— TAREFAS A REALIZAR —
1. Passe para o inglês esta frase do texto sobre a adolescência: "E quem freou o carro não fui eu, mas a idade adulta."
2. Dê seguimento ao texto sobre a adolescência com um parágrafo que comece logo depois da última frase.

— TEXTO SELECIONADO —
[...] Meu carro corta com esforço a geleia modorrenta em que o ar se transformou nesse verão. Um casal de adolescentes começa a atravessar a rua, de mãos dadas, à minha frente. Fora da faixa. Eles dão uma olhada para o meu carro, de leve, calculando. A garota faz menção de apressar o passo, o garoto a dissuade com um olhar de esguelha e, talvez, um sutil aperto na mão. Eles seguem seu ritmo, lento, rumo à outra calçada.
[...]
Percebo então que quem atravessou a rua à minha frente não foi um casal de adolescentes, foi a adolescência. E quem freou o carro não fui eu, mas a idade adulta. Pois é assim que a adolescência lida com o mundo. Não capitula, arrisca, peita. "Imagina se eu mudo meu ritmo, o mundo que se acostume a ele!", e porque os adolescentes têm um anjo protetor dos mais poderosos ou, pelo menos, uma sorte do tamanho de um bonde, acontece de chegarem, quase sempre, sãos e salvos do outro lado da rua.

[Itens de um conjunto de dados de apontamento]

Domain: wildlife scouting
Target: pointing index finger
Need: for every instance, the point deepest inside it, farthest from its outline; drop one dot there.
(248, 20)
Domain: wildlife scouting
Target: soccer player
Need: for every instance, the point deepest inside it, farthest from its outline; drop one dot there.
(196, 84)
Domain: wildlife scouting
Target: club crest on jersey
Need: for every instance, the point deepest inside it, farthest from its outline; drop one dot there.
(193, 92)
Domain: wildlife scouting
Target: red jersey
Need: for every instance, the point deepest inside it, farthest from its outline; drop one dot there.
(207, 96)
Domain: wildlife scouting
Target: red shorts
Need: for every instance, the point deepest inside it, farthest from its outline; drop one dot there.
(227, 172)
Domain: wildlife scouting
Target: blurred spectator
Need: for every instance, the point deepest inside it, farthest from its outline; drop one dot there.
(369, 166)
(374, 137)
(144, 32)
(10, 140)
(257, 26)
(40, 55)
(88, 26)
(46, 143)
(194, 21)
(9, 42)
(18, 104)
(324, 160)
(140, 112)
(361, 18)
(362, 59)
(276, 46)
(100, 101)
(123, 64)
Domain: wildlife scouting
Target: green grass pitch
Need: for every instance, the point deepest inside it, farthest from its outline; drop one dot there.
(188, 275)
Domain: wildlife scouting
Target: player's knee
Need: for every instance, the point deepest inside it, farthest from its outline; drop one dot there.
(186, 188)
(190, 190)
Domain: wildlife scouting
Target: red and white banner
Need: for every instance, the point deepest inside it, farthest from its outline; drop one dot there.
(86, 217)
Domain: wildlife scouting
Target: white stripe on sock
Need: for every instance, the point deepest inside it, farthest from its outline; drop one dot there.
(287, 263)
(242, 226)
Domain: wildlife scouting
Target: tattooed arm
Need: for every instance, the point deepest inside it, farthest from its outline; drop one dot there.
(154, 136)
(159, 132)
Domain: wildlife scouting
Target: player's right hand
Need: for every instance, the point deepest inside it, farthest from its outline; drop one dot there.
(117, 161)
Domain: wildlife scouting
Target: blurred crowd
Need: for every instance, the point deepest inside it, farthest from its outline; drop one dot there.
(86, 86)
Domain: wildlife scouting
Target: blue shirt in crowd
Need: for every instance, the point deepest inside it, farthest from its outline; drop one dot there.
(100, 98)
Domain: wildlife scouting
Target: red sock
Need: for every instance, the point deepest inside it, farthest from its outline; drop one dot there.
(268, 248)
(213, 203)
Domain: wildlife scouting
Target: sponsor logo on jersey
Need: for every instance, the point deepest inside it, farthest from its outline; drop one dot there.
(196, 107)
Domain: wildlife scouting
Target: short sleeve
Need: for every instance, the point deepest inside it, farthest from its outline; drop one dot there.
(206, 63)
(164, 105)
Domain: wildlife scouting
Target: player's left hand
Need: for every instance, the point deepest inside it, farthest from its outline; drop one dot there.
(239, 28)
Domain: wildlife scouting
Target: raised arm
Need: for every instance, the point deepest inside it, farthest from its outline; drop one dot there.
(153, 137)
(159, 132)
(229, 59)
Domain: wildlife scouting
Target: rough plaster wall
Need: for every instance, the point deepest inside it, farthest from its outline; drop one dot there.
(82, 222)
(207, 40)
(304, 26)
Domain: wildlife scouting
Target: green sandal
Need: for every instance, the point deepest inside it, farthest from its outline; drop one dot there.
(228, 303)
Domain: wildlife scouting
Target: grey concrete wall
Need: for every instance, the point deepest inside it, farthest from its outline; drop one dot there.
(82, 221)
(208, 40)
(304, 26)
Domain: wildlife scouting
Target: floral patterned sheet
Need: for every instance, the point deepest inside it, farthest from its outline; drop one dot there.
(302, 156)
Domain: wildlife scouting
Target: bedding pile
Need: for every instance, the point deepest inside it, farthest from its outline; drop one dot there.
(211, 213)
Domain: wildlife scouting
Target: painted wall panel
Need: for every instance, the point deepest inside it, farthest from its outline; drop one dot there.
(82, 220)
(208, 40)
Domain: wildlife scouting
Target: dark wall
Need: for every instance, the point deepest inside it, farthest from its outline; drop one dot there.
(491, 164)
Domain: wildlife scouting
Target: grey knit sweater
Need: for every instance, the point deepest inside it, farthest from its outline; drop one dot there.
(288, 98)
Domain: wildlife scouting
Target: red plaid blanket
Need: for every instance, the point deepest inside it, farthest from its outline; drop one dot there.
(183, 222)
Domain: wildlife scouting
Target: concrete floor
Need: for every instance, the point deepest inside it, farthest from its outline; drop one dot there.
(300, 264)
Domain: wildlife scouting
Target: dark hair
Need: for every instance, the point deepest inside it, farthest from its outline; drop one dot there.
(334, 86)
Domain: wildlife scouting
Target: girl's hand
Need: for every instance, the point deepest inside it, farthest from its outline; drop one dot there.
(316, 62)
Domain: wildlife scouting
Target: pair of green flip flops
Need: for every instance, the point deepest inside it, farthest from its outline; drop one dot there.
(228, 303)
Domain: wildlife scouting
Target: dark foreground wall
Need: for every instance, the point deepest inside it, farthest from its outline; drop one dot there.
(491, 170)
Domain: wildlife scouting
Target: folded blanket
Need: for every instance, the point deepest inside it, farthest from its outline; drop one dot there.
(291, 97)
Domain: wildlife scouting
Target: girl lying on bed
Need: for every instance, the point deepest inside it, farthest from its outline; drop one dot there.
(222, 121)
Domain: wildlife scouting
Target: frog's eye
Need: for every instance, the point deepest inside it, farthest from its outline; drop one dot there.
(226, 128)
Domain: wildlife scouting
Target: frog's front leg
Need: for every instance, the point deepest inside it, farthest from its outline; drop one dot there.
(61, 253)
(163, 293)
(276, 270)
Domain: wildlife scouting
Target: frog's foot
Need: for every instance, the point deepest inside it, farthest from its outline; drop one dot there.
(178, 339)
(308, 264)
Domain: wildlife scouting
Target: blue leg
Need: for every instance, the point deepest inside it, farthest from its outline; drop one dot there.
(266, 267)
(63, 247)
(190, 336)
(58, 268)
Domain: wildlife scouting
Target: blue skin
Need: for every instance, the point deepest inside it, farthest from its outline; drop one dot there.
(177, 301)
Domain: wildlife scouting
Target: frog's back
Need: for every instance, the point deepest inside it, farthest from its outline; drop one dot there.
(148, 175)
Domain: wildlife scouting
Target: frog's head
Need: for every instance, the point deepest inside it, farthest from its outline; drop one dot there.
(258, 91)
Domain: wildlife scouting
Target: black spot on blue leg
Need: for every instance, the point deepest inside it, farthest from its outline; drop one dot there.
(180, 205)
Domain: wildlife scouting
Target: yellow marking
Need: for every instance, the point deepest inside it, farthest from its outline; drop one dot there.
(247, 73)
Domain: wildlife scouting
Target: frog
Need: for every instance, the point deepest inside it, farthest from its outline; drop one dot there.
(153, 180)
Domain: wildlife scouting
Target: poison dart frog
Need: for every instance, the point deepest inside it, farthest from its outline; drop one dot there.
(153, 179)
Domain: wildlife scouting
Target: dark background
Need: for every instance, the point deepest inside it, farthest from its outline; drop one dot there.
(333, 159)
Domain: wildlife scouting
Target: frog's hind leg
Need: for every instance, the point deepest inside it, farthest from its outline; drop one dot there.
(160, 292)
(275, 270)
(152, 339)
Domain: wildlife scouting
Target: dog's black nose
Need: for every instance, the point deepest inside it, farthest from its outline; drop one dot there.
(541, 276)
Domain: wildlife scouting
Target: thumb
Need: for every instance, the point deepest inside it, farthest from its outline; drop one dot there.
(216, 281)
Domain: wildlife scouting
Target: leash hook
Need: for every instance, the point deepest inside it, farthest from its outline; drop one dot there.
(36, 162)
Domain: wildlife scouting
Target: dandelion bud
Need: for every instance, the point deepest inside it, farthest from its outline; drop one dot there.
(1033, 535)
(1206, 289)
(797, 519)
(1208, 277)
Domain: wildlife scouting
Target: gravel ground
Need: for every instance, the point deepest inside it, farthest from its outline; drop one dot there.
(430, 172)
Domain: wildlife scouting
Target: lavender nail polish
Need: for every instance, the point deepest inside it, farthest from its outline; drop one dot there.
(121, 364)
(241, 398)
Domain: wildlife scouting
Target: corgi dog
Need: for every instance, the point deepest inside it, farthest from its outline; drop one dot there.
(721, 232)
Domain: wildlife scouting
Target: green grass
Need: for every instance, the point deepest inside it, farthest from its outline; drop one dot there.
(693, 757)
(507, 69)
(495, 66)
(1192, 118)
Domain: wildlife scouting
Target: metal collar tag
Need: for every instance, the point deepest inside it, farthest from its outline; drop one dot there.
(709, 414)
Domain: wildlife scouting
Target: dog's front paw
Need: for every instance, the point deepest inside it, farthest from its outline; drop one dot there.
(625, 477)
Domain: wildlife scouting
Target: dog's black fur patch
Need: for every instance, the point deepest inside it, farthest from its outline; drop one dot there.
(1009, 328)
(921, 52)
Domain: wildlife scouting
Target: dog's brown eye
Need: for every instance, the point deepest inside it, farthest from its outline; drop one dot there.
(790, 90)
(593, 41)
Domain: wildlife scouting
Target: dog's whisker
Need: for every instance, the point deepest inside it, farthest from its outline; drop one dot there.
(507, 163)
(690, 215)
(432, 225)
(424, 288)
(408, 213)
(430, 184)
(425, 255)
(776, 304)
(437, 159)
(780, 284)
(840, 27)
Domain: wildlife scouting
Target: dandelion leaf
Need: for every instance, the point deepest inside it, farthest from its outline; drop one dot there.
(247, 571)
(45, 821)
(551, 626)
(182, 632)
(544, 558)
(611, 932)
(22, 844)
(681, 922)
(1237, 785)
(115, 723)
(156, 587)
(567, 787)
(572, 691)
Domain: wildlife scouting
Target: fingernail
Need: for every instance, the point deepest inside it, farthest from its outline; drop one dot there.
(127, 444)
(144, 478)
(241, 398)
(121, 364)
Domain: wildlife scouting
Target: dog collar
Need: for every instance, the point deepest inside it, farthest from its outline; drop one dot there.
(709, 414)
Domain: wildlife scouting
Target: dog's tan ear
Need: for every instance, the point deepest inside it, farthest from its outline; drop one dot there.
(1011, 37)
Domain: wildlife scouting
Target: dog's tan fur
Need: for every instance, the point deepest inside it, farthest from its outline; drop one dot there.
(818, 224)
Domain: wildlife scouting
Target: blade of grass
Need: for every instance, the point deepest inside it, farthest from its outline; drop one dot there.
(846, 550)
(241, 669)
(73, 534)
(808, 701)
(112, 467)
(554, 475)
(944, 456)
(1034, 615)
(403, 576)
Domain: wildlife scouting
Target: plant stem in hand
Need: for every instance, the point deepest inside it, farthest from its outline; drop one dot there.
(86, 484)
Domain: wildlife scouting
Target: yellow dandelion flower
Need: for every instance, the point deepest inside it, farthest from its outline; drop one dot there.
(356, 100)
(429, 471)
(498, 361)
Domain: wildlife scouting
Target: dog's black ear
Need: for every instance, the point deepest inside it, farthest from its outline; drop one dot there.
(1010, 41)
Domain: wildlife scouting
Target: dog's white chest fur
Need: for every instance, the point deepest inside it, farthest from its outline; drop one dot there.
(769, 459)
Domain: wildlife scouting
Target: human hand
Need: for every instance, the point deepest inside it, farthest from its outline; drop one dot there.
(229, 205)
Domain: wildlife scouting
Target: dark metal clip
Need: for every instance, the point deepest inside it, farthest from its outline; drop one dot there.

— RESULTADOS DO EXERCÍCIO —
1. And the one who braked the car wasn't me, but adulthood.

2.
Já a idade adulta pondera, põe o pé no freio quando convém, faz concessões, dirige afinada com a sinfonia dos outros, dentro dessa outra geleia modorrenta cujo nome, hoje, soa tão adolescente: sistema. E por isso me irrito, porque ali, naquela rua, diminuindo meu ritmo, me percebo velho, adequado, apascentado. Eles vão no ritmo deles, a realidade que se vire, e é assim, distraídos, que mudam o mundo.
(Meio intelectual, meio de esquerda. São Paulo: Editora 34, 2010. p. 107.)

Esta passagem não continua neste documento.